DIRECTIVE: Rewrite the entries below, replacing each occurrence of "rough mask" with "coarse mask" and leaving everything else untouched.
○ ○ ○
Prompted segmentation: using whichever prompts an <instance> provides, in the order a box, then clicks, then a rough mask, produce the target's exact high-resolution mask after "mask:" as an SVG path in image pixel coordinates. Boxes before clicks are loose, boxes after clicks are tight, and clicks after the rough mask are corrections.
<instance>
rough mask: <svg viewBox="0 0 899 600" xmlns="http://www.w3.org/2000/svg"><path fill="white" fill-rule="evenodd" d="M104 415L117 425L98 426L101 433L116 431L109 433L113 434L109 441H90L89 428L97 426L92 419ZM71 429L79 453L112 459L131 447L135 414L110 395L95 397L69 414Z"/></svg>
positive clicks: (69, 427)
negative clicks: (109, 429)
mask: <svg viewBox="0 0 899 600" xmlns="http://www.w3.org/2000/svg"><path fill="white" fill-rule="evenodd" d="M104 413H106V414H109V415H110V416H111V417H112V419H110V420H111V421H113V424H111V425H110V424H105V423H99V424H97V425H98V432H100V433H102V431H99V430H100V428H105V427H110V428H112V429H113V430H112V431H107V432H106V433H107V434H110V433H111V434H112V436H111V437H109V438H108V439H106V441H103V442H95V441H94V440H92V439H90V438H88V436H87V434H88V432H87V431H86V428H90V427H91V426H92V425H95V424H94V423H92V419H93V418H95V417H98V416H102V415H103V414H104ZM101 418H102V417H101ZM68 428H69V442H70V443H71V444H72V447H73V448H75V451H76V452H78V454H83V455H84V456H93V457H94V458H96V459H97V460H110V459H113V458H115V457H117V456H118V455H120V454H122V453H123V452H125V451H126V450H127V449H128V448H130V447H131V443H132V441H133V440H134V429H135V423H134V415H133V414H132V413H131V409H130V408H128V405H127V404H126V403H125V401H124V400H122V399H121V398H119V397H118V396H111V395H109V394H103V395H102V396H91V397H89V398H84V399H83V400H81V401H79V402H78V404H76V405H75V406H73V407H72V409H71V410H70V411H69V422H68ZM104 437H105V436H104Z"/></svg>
○ ○ ○
TASK ANSWER:
Prompted segmentation: using whichever prompts an <instance> provides, in the order a box, then clicks, then a coarse mask, produce the target's exact high-resolution mask after "mask:" as an SVG path in image pixel coordinates. Boxes before clicks are loose, boxes after clicks are tight, and clicks after the coarse mask are corrections.
<instance>
coarse mask: <svg viewBox="0 0 899 600" xmlns="http://www.w3.org/2000/svg"><path fill="white" fill-rule="evenodd" d="M104 415L117 425L98 426L101 433L116 431L109 433L113 434L109 441H90L89 428L97 426L92 419ZM71 429L79 453L112 459L131 447L135 414L110 395L95 397L69 414Z"/></svg>
positive clicks: (69, 427)
negative clicks: (109, 429)
mask: <svg viewBox="0 0 899 600" xmlns="http://www.w3.org/2000/svg"><path fill="white" fill-rule="evenodd" d="M104 413H106V414H109V415H110V416H111V417H112V419H110V420H111V421H113V424H111V425H110V424H105V423H99V424H97V425H98V432H100V433H102V431H99V430H100V428H105V427H110V428H112V429H113V430H112V431H107V432H106V433H107V434H110V433H111V434H112V436H111V437H109V438H108V439H106V441H103V442H95V441H94V440H92V439H90V438H88V436H87V434H88V432H87V431H86V428H90V427H91V426H92V425H95V424H94V423H92V419H93V418H95V417H98V416H102V415H103V414H104ZM101 418H102V417H101ZM68 428H69V442H70V443H71V444H72V447H73V448H75V451H76V452H78V454H83V455H84V456H93V457H94V458H96V459H97V460H110V459H113V458H115V457H117V456H118V455H120V454H122V453H123V452H125V451H126V450H127V449H128V448H130V447H131V443H132V441H133V440H134V429H135V423H134V415H133V414H132V413H131V409H130V408H128V405H127V404H126V403H125V401H124V400H122V399H121V398H119V397H118V396H111V395H109V394H103V395H102V396H91V397H89V398H84V399H83V400H81V401H79V402H78V404H76V405H75V406H73V407H72V409H71V410H70V411H69V422H68ZM104 437H105V436H104Z"/></svg>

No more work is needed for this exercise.